— Start of RECORDS PROVIDED —

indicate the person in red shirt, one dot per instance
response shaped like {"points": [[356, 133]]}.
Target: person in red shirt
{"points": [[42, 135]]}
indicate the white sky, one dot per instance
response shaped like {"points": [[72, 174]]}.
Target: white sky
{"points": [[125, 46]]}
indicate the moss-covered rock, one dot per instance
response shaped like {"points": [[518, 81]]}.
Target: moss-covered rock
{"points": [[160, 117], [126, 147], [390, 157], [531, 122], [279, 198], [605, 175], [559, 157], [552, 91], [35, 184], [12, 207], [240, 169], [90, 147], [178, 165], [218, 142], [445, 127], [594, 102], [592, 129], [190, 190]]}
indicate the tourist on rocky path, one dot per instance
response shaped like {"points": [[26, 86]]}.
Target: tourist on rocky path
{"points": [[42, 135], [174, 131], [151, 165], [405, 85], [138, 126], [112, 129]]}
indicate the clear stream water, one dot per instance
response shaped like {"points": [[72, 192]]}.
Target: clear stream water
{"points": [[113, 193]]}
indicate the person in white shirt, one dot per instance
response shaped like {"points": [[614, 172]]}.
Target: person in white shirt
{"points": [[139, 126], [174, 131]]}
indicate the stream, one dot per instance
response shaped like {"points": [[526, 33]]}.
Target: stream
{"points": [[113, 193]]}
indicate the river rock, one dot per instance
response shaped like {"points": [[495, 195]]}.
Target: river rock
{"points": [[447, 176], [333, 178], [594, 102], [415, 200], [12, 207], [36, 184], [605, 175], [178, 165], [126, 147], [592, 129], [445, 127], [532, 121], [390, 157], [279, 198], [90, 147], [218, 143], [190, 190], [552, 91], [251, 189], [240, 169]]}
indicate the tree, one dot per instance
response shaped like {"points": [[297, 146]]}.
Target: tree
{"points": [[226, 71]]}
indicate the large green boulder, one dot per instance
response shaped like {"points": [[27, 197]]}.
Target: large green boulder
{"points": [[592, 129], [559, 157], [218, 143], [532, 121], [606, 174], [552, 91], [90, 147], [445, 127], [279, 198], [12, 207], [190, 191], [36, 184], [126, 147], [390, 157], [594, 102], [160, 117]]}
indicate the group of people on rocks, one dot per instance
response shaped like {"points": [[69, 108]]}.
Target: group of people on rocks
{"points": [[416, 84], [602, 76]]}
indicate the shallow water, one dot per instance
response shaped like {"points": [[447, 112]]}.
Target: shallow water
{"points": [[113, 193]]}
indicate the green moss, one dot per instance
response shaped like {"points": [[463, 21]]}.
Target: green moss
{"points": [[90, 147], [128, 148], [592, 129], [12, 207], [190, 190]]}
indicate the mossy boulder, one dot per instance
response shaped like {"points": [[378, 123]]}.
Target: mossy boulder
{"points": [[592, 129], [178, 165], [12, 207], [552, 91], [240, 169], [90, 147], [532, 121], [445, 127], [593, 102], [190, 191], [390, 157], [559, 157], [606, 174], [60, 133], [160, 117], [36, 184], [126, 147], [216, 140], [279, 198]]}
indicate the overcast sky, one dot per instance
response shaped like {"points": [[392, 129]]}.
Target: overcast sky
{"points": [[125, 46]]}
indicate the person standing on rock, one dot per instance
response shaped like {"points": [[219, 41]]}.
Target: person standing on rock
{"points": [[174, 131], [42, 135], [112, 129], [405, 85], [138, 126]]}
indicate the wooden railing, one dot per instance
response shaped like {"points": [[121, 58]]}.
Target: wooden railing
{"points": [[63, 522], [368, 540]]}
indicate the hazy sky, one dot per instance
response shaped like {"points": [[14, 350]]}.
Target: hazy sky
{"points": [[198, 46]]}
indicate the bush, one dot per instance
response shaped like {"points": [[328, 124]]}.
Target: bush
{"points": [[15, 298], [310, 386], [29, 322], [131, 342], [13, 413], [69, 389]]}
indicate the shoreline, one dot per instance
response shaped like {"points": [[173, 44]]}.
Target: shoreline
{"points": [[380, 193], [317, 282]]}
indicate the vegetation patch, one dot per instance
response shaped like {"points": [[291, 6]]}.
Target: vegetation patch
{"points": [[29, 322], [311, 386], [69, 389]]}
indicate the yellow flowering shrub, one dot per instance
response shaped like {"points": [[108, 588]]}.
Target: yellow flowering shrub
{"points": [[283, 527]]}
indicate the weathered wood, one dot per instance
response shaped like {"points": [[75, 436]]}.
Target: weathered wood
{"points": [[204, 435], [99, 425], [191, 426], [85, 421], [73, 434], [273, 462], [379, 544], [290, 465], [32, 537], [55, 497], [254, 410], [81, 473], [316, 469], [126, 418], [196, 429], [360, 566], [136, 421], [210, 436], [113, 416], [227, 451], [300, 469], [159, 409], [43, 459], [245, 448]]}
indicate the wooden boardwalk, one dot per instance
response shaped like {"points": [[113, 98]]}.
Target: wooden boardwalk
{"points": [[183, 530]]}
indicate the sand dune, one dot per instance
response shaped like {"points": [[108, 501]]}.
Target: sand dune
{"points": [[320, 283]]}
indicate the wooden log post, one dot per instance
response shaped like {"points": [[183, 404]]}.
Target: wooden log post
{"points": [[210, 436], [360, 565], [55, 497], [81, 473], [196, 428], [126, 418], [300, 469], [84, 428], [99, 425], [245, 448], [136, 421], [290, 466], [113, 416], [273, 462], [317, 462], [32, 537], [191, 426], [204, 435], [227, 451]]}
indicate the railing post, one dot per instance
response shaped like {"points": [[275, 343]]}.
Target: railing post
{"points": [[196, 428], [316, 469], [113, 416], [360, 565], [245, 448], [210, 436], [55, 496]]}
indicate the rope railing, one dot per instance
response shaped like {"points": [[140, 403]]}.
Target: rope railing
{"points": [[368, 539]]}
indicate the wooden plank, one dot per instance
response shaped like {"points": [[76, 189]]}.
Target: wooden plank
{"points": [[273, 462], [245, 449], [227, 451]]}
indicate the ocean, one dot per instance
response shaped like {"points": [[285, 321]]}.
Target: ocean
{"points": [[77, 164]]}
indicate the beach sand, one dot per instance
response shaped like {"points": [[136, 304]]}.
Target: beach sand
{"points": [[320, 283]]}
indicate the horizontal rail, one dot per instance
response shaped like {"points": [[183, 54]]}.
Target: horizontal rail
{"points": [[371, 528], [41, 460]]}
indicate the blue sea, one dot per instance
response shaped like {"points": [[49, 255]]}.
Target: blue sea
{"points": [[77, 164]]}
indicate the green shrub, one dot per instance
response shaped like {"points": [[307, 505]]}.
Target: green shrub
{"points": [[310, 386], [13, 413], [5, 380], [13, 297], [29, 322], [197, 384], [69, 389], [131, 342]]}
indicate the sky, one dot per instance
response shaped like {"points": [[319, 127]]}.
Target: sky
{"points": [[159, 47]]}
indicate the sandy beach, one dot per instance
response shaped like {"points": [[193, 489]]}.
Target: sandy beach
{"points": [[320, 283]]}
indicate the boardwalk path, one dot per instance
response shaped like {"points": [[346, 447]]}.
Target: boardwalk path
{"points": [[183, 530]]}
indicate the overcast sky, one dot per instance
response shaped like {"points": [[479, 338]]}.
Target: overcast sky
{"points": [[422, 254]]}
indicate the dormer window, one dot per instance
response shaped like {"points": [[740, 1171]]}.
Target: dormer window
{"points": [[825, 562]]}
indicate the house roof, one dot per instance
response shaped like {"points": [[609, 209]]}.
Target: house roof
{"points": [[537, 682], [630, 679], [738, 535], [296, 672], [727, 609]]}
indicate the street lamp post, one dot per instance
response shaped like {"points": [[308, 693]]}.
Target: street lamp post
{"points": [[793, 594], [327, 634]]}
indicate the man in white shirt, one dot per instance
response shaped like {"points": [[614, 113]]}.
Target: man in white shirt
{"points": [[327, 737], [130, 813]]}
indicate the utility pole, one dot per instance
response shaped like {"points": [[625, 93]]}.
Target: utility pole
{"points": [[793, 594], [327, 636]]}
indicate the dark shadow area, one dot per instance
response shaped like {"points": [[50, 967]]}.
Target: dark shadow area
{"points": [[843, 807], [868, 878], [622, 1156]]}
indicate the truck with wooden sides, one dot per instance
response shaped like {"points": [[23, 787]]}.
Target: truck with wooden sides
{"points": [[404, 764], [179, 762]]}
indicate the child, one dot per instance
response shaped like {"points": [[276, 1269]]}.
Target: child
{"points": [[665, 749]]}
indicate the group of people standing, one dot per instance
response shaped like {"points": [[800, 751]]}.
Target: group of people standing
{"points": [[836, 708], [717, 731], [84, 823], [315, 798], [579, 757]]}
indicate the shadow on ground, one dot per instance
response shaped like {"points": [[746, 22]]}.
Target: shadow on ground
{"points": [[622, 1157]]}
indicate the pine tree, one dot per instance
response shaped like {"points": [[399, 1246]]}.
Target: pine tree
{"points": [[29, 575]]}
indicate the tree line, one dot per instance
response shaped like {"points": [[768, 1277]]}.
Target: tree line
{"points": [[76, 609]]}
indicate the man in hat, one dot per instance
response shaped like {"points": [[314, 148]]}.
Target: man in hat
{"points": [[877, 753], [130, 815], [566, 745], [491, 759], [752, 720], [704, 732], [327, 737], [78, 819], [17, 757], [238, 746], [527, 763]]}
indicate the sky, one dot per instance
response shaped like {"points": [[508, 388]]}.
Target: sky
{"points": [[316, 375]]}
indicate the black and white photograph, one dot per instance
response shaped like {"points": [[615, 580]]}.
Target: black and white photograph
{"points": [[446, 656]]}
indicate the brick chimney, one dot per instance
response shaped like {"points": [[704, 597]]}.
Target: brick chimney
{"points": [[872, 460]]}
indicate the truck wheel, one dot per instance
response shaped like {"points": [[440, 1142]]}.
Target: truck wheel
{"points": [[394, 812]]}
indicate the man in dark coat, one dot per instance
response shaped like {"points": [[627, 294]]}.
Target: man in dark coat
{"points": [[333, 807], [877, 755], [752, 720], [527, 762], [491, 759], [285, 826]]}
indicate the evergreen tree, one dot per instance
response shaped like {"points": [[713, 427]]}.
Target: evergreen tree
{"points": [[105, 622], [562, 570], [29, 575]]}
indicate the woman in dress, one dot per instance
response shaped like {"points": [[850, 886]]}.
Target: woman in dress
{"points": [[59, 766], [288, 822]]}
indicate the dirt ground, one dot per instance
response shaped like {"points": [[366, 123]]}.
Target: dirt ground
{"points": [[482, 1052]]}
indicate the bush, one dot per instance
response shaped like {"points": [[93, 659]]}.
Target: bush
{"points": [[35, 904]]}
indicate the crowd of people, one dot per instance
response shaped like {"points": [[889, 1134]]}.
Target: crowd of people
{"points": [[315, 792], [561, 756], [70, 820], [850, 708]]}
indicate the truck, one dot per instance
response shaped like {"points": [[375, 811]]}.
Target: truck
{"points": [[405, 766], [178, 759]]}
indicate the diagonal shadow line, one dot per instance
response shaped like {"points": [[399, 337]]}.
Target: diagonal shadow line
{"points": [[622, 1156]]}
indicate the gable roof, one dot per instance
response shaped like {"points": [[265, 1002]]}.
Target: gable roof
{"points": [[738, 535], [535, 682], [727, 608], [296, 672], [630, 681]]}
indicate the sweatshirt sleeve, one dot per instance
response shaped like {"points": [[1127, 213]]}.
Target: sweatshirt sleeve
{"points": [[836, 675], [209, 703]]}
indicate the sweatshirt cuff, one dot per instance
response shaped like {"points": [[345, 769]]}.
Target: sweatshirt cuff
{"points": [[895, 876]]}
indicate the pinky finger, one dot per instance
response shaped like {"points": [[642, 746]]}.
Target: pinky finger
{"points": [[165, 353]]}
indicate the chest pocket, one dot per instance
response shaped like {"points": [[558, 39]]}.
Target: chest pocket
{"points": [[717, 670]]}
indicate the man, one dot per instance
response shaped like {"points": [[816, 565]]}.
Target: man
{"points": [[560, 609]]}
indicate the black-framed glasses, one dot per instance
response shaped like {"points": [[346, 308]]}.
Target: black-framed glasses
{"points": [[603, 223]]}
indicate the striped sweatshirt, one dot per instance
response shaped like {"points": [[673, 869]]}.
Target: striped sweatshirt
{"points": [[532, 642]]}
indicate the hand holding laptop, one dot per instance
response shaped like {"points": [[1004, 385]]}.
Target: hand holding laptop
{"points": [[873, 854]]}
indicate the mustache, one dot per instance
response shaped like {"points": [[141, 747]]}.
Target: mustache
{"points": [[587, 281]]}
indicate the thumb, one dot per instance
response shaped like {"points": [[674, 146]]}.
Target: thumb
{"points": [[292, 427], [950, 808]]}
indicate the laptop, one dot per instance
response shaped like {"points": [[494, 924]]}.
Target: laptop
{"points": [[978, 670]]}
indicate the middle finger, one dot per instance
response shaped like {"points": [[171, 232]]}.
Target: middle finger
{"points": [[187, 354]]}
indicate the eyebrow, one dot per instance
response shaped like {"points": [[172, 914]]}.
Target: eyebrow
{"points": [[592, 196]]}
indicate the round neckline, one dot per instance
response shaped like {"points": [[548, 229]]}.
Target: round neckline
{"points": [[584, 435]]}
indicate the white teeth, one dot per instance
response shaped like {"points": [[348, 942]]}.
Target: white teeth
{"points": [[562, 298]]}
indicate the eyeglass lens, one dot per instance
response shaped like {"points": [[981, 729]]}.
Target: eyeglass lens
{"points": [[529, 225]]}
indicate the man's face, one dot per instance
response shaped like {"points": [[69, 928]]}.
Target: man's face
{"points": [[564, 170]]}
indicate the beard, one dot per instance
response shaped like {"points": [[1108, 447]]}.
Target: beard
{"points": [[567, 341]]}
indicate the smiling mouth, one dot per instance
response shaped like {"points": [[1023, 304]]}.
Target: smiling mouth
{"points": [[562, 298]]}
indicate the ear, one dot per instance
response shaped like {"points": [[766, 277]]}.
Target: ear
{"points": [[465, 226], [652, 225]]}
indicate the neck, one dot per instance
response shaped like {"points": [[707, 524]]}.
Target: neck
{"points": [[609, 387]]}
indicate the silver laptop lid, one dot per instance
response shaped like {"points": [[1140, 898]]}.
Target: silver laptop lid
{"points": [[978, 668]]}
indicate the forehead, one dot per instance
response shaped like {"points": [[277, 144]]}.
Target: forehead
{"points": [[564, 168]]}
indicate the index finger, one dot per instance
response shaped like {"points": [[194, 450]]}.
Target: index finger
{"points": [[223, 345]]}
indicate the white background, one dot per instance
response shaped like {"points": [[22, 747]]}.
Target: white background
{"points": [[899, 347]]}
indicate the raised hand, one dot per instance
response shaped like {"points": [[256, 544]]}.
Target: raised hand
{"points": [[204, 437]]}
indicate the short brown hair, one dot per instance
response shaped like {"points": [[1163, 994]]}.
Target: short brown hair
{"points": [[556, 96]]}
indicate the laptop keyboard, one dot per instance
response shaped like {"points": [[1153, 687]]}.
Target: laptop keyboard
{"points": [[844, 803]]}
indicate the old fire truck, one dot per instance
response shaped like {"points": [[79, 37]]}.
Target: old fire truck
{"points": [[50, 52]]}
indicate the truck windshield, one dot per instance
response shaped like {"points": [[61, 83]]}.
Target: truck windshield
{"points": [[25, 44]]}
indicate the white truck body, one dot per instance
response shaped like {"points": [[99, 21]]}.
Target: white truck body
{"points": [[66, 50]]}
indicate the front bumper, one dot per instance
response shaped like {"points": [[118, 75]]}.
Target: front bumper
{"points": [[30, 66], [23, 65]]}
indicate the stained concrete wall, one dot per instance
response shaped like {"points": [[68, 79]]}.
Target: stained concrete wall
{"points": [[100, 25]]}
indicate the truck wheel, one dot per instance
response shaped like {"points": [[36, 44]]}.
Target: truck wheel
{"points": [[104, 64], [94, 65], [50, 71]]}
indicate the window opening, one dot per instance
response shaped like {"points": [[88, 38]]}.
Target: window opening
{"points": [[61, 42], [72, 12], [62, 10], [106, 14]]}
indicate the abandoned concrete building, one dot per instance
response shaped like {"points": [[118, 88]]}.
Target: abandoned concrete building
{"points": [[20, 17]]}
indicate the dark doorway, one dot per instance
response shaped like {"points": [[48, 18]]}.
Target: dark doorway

— End of RECORDS PROVIDED —

WRITTEN PROBLEM.
Print exactly the lines from the one with "indicate the stained" through the end of the data, inclusive.

EXERCISE RESPONSE.
indicate the stained concrete wall, one dot per instance
response shaped like {"points": [[68, 79]]}.
Target: stained concrete wall
{"points": [[100, 25]]}
indicate the truck wheel, one dot per instance
response shaped like {"points": [[36, 44]]}.
Target: truck wheel
{"points": [[104, 64], [94, 65], [50, 71]]}
indicate the window opening, one dot per instance
response shaped like {"points": [[88, 38]]}.
Target: window opening
{"points": [[61, 42], [72, 12], [62, 10], [106, 14]]}
indicate the abandoned concrete building, one dot per instance
response shaped like {"points": [[118, 88]]}.
Target: abandoned concrete building
{"points": [[20, 17]]}
indicate the dark doorway, one dot per instance
response shaped like {"points": [[48, 18]]}.
Target: dark doorway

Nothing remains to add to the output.